The problem: Starting at the line that holds "Query: green tree", quote every line through the end of the records, both boundary lines included. Omit the pictures.

Data section:
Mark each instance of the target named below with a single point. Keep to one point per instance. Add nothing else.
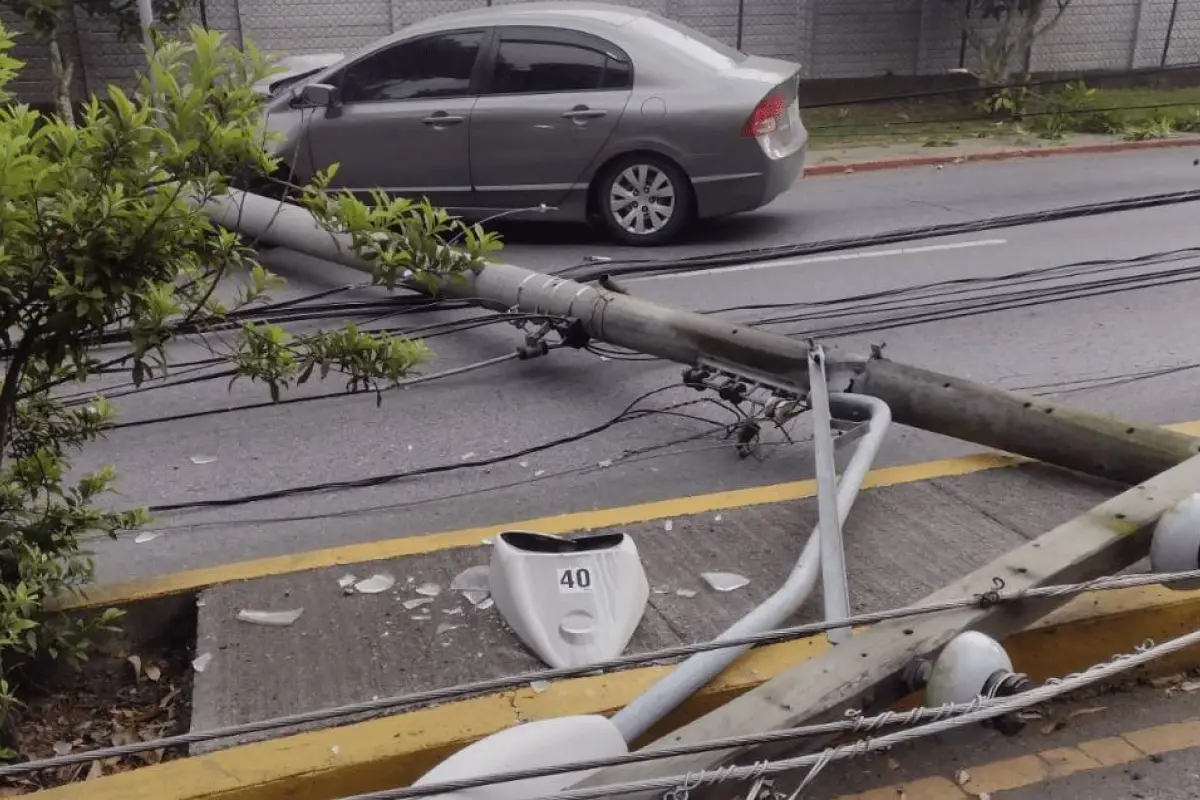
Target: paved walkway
(1111, 744)
(904, 541)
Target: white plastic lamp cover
(533, 745)
(573, 601)
(1176, 542)
(964, 667)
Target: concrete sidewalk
(835, 160)
(1131, 740)
(903, 542)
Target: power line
(753, 256)
(983, 89)
(988, 709)
(641, 455)
(979, 118)
(379, 480)
(991, 599)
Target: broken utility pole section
(867, 672)
(1055, 434)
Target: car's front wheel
(645, 200)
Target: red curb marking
(995, 155)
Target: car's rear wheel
(645, 200)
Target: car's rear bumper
(723, 194)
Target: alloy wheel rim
(642, 199)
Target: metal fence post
(742, 17)
(1170, 31)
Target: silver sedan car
(552, 110)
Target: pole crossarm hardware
(1056, 434)
(870, 671)
(640, 325)
(867, 671)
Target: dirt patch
(119, 697)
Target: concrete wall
(832, 38)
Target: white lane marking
(826, 259)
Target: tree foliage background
(1002, 31)
(45, 19)
(102, 234)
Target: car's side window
(433, 66)
(534, 65)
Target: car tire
(634, 191)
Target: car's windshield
(292, 80)
(690, 42)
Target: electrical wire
(424, 332)
(930, 94)
(851, 725)
(978, 118)
(651, 452)
(381, 480)
(750, 256)
(307, 398)
(989, 709)
(1030, 299)
(988, 600)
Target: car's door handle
(585, 113)
(443, 119)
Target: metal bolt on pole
(1062, 435)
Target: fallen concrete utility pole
(865, 672)
(1055, 434)
(868, 672)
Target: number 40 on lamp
(575, 579)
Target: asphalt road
(1071, 344)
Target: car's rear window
(689, 41)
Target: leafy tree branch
(101, 236)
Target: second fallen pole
(1062, 435)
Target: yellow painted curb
(394, 751)
(1045, 765)
(178, 583)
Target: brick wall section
(831, 38)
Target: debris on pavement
(274, 619)
(725, 582)
(473, 584)
(375, 584)
(105, 703)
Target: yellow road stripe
(177, 583)
(394, 751)
(183, 582)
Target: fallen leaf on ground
(1168, 680)
(1084, 713)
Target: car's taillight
(766, 115)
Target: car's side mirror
(321, 95)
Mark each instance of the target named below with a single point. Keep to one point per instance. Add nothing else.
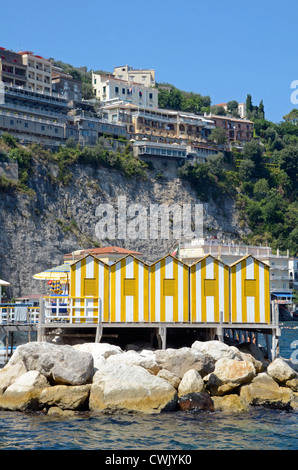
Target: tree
(261, 189)
(218, 110)
(288, 161)
(292, 116)
(261, 110)
(253, 151)
(248, 104)
(233, 108)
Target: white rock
(129, 387)
(9, 374)
(191, 382)
(99, 349)
(178, 361)
(134, 358)
(216, 349)
(62, 364)
(23, 394)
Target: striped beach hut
(250, 291)
(209, 290)
(89, 290)
(129, 290)
(169, 290)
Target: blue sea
(260, 429)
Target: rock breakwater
(100, 377)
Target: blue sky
(224, 49)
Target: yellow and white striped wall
(209, 291)
(249, 291)
(89, 290)
(169, 290)
(129, 290)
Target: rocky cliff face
(37, 230)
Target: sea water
(259, 429)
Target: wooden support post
(268, 346)
(40, 320)
(6, 352)
(219, 329)
(162, 335)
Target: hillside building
(144, 76)
(12, 70)
(240, 130)
(65, 85)
(39, 72)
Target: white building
(230, 252)
(110, 89)
(39, 72)
(144, 76)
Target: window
(129, 287)
(250, 287)
(210, 287)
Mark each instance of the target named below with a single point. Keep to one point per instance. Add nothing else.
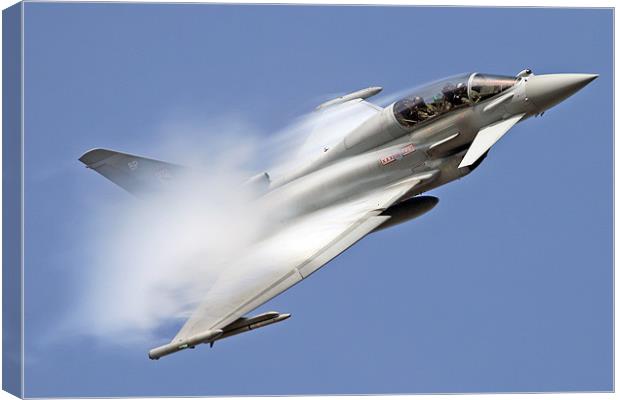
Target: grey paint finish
(366, 182)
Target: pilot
(420, 109)
(449, 98)
(407, 113)
(460, 94)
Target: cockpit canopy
(448, 94)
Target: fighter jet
(367, 177)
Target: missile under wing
(270, 267)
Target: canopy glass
(436, 99)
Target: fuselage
(427, 133)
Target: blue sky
(505, 286)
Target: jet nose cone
(545, 91)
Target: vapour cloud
(153, 259)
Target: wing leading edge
(281, 261)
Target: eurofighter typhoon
(363, 179)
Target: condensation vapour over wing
(153, 258)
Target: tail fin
(137, 175)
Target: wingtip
(95, 155)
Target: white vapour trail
(153, 259)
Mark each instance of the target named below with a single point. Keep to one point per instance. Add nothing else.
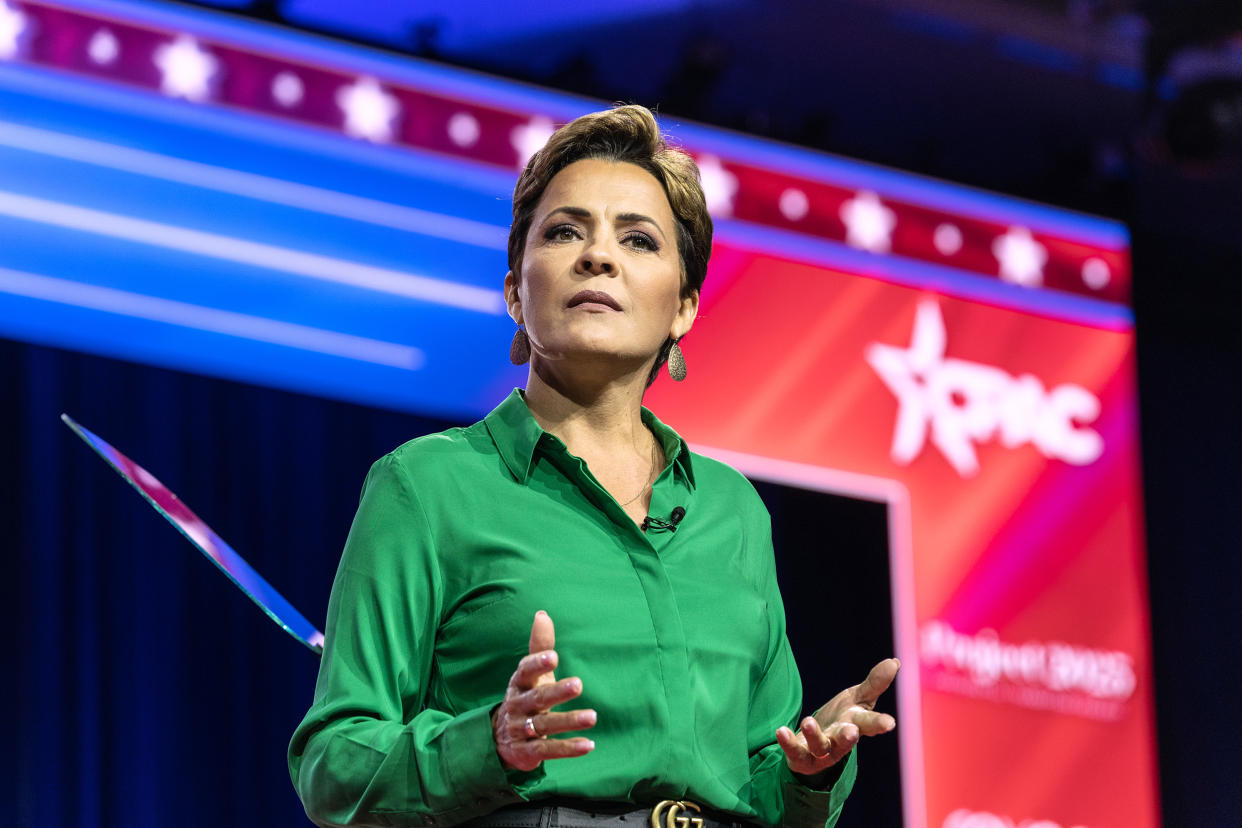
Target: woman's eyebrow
(578, 212)
(625, 217)
(635, 217)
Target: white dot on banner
(463, 129)
(103, 47)
(1096, 273)
(794, 204)
(948, 238)
(287, 90)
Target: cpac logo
(965, 404)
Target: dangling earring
(519, 349)
(676, 363)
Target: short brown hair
(625, 133)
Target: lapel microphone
(657, 524)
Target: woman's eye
(642, 241)
(562, 234)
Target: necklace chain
(651, 476)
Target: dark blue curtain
(149, 693)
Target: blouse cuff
(481, 782)
(807, 807)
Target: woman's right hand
(524, 720)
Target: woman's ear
(512, 301)
(684, 318)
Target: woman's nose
(598, 261)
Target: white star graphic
(463, 129)
(960, 404)
(1021, 257)
(947, 238)
(13, 25)
(794, 204)
(188, 68)
(719, 185)
(287, 90)
(369, 111)
(103, 47)
(1097, 273)
(868, 222)
(529, 138)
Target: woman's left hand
(827, 738)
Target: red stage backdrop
(1005, 443)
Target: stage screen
(239, 200)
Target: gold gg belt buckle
(671, 811)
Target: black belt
(588, 813)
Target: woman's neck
(604, 417)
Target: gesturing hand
(826, 738)
(523, 720)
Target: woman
(573, 502)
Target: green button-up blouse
(677, 636)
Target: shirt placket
(645, 551)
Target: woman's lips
(594, 297)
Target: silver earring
(519, 349)
(676, 363)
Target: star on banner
(868, 222)
(529, 138)
(369, 109)
(188, 70)
(287, 90)
(719, 185)
(1021, 257)
(103, 47)
(13, 25)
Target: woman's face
(601, 274)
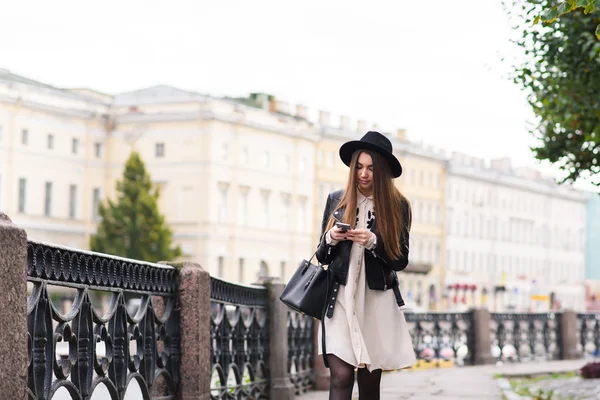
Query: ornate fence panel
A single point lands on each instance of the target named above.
(101, 349)
(525, 337)
(588, 335)
(239, 341)
(442, 337)
(301, 351)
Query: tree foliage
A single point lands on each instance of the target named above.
(132, 226)
(561, 76)
(552, 13)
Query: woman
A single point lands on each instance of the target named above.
(365, 325)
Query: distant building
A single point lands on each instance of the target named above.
(592, 263)
(243, 185)
(515, 241)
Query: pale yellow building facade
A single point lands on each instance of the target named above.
(243, 181)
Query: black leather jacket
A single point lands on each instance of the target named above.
(379, 267)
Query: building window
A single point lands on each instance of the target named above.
(223, 203)
(285, 212)
(22, 194)
(48, 200)
(98, 150)
(96, 204)
(72, 201)
(301, 223)
(282, 270)
(286, 162)
(302, 164)
(244, 155)
(224, 151)
(221, 267)
(265, 208)
(241, 270)
(243, 207)
(159, 150)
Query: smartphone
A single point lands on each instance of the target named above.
(342, 226)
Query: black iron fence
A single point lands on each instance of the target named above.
(239, 345)
(588, 335)
(442, 337)
(134, 334)
(301, 351)
(526, 337)
(79, 349)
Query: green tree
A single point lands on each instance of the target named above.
(561, 76)
(132, 226)
(552, 13)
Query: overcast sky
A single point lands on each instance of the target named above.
(433, 67)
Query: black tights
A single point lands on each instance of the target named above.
(342, 381)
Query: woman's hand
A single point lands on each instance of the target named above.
(338, 234)
(360, 236)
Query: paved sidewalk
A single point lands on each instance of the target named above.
(454, 383)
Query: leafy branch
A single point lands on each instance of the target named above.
(567, 6)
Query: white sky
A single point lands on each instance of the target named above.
(433, 67)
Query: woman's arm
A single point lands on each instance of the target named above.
(326, 249)
(378, 251)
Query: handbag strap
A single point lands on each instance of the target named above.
(324, 317)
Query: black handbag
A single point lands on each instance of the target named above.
(308, 289)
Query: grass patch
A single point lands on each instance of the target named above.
(522, 385)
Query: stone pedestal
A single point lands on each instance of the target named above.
(13, 310)
(194, 315)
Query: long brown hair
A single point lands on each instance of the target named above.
(387, 199)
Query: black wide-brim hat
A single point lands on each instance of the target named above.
(372, 141)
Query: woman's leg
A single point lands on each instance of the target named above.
(341, 381)
(368, 384)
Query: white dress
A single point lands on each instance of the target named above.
(367, 329)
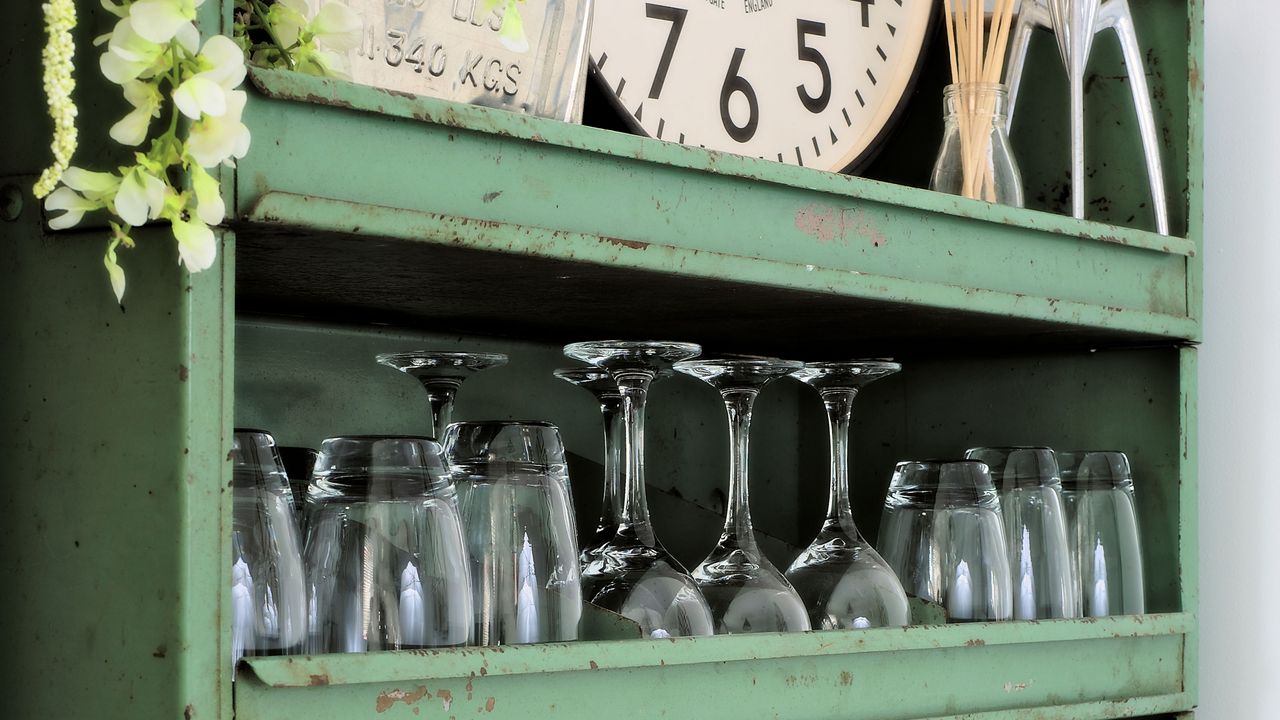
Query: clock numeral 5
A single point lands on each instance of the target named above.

Full output:
Query: green tree
A single point lands on each instance of the target named above.
(561, 76)
(132, 226)
(552, 13)
Query: overcast sky
A single point lands on each instance of the target named above.
(433, 67)
Query: black tights
A single point lands on each instance of the target named above.
(342, 381)
Query: woman's hand
A single point lands on each instance of the target named above.
(338, 234)
(360, 236)
Query: paved sidewalk
A single point lands on each instance of the target named above.
(454, 383)
Query: leafy branch
A single point lands on each instance of the target named above.
(567, 6)
Query: white sky
A single point lands on each instance of the target named above.
(433, 67)
Query: woman's arm
A single point lands on each instance of the target named above.
(326, 249)
(378, 251)
Query: handbag strap
A single point lands on each instance of the target named above.
(324, 317)
Query: black handbag
A single point lands on each instance of the target named above.
(308, 289)
Query: grass patch
A single point lands on each instance of the target named above.
(522, 385)
Query: stone pedestal
A single point lands on each instance of the target named above.
(13, 310)
(194, 315)
Query: long brown hair
A single point lands on each instance of the target named above.
(387, 199)
Query: black wide-brim hat
A single point lands on each instance of the target named above.
(372, 141)
Query: woman's leg
A single point lands on each instance of the target named above.
(341, 381)
(368, 384)
Query: white dress
A single point lands on each instance of the target named above.
(367, 329)
Query: clock numeral 5
A single point lands on each instance of the target named above.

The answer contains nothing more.